The listing must be reproduced in full, exactly as it stands.

=== Records from a dataset ===
------------------------

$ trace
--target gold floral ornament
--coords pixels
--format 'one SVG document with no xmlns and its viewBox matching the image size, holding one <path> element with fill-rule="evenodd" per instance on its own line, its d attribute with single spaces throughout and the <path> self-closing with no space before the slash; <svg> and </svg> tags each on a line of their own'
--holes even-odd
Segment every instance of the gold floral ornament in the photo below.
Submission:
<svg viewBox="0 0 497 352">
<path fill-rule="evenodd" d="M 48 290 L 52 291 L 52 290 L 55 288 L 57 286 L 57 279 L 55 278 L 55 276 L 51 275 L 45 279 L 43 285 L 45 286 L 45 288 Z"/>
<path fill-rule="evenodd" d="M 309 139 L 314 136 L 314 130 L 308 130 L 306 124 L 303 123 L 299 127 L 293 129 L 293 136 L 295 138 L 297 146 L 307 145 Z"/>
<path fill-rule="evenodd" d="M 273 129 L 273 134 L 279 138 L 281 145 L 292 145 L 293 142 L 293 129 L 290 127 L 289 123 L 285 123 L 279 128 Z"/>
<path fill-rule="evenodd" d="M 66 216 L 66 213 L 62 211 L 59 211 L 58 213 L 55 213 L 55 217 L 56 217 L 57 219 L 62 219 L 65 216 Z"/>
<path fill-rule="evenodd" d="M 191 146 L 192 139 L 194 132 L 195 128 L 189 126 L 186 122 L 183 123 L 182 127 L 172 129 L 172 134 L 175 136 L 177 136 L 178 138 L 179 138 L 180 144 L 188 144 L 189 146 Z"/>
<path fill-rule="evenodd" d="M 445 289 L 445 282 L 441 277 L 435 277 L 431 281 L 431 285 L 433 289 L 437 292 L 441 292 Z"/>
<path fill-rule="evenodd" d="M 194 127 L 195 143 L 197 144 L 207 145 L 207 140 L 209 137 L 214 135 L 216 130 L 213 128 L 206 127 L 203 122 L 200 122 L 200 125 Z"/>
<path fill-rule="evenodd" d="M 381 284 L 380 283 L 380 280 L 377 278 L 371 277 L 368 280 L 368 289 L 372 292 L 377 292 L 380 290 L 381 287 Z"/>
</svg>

------------------------

=== Right answer ===
$ trace
--target gold floral ornament
--coords pixels
--format 'one SVG document with no xmlns and its viewBox matching the image size, holding one <path> element with fill-rule="evenodd" per instance on its own line, its d attribute with single spaces throughout and the <path> self-closing with no space before the slash; <svg> and </svg> tags each on a line of their own'
--holes even-odd
Segment every instance of the gold floral ornament in the photo below.
Submission:
<svg viewBox="0 0 497 352">
<path fill-rule="evenodd" d="M 48 290 L 52 291 L 52 290 L 55 288 L 57 286 L 57 279 L 55 278 L 55 276 L 51 275 L 45 279 L 43 285 L 45 286 L 45 288 Z"/>
<path fill-rule="evenodd" d="M 309 139 L 314 136 L 314 130 L 308 130 L 306 124 L 303 123 L 299 127 L 293 129 L 293 136 L 295 138 L 297 146 L 307 145 Z"/>
<path fill-rule="evenodd" d="M 273 129 L 273 134 L 279 138 L 281 145 L 292 145 L 293 142 L 293 129 L 290 127 L 289 123 L 285 123 L 279 128 Z"/>
<path fill-rule="evenodd" d="M 66 216 L 66 213 L 62 211 L 59 211 L 58 213 L 55 213 L 55 217 L 56 217 L 57 219 L 62 219 L 65 216 Z"/>
<path fill-rule="evenodd" d="M 191 146 L 192 139 L 194 132 L 195 128 L 189 126 L 186 122 L 183 123 L 182 127 L 172 129 L 172 134 L 175 136 L 177 136 L 178 138 L 179 138 L 180 144 L 188 144 L 189 146 Z"/>
<path fill-rule="evenodd" d="M 445 289 L 445 282 L 441 277 L 435 277 L 431 281 L 431 285 L 433 289 L 437 292 L 441 292 Z"/>
<path fill-rule="evenodd" d="M 194 127 L 195 143 L 197 144 L 207 145 L 207 140 L 209 137 L 214 135 L 216 130 L 213 128 L 206 127 L 203 122 L 200 122 L 200 125 Z"/>
<path fill-rule="evenodd" d="M 381 284 L 380 283 L 380 280 L 377 278 L 371 277 L 368 280 L 368 289 L 372 292 L 377 292 L 380 290 L 381 287 Z"/>
</svg>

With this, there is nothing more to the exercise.